Data entries
━━━

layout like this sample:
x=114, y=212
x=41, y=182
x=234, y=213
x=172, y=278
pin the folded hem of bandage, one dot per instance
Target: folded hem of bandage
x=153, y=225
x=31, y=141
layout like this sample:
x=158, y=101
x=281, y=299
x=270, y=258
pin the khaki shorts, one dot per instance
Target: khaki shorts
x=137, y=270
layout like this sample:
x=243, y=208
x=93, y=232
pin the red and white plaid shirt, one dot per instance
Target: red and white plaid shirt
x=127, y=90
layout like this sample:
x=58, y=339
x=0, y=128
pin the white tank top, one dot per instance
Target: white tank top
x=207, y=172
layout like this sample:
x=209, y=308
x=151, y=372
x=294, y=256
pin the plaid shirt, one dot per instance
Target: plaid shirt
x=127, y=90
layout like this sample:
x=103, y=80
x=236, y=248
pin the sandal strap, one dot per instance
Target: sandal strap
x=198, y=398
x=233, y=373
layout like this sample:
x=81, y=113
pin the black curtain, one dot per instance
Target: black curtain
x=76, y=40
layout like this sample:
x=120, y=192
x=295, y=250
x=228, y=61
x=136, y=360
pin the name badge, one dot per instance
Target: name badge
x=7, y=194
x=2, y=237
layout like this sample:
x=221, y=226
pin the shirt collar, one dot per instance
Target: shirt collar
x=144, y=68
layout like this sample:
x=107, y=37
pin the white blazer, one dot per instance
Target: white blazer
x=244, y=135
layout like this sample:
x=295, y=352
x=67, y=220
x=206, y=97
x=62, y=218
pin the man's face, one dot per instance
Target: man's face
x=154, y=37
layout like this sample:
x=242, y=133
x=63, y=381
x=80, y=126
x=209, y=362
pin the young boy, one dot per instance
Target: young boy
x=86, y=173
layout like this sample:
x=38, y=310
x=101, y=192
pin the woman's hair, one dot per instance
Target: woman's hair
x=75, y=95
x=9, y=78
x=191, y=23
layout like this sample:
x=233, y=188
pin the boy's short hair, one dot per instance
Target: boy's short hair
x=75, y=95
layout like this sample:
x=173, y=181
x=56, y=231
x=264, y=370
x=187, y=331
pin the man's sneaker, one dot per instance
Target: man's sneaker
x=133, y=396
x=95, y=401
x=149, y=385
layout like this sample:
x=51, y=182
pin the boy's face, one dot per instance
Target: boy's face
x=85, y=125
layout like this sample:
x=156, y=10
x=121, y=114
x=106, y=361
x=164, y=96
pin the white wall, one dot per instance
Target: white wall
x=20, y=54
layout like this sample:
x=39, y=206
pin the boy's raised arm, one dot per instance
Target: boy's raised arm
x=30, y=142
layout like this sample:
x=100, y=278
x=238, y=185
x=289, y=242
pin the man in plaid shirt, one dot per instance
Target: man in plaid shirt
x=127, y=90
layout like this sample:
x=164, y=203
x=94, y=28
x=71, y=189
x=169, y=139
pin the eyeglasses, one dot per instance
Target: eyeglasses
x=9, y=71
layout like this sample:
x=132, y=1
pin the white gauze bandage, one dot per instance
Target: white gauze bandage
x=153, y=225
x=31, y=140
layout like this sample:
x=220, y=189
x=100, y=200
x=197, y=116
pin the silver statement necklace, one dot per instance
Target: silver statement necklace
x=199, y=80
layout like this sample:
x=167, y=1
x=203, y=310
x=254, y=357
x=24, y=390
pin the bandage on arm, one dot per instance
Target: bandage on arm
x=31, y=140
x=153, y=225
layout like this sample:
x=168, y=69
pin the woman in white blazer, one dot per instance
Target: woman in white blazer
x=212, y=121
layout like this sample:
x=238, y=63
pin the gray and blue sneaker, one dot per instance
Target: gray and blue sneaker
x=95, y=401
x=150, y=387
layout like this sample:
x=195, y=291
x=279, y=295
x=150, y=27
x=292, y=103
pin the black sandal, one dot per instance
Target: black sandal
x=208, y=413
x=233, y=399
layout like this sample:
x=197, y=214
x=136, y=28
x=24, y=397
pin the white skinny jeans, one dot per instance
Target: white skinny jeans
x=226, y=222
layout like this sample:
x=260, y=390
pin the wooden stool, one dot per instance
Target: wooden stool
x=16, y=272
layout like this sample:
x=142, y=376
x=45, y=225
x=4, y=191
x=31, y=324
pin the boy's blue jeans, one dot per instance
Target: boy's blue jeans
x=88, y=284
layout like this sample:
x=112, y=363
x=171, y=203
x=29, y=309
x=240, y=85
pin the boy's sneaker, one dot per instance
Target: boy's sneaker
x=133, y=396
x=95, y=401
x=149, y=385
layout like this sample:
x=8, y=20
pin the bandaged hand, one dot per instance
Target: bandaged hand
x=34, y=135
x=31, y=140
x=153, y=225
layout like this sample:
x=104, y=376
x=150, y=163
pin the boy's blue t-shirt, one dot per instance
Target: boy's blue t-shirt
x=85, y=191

━━━

• [SHORT TASK] Give the rows from the very first line through the line containing "x=233, y=373", including that line, as a JSON list of strings with one string per line and blank lines omitted.

• [CORRECT RESPONSE]
[
  "layout like this sample:",
  "x=114, y=212",
  "x=41, y=182",
  "x=234, y=213",
  "x=172, y=278",
  "pin the folded hem of bandage, one dot per instance",
  "Target: folded hem of bandage",
  "x=153, y=225",
  "x=31, y=141",
  "layout like this sample:",
  "x=158, y=101",
  "x=281, y=299",
  "x=270, y=258",
  "pin the khaki shorts, one dot per instance",
  "Target: khaki shorts",
  "x=137, y=270",
  "layout like this sample:",
  "x=243, y=208",
  "x=93, y=232",
  "pin the red and white plaid shirt, one dot per instance",
  "Target: red and white plaid shirt",
  "x=127, y=90",
  "layout like this sample:",
  "x=58, y=339",
  "x=0, y=128",
  "pin the white tank top, one dot per instance",
  "Target: white tank top",
  "x=207, y=172",
  "layout like this sample:",
  "x=209, y=308",
  "x=151, y=372",
  "x=294, y=256",
  "pin the plaid shirt, one dot per instance",
  "Target: plaid shirt",
  "x=127, y=90",
  "layout like this sample:",
  "x=103, y=80",
  "x=236, y=248",
  "pin the sandal strap, one dot per instance",
  "Target: sandal strap",
  "x=198, y=398",
  "x=233, y=373"
]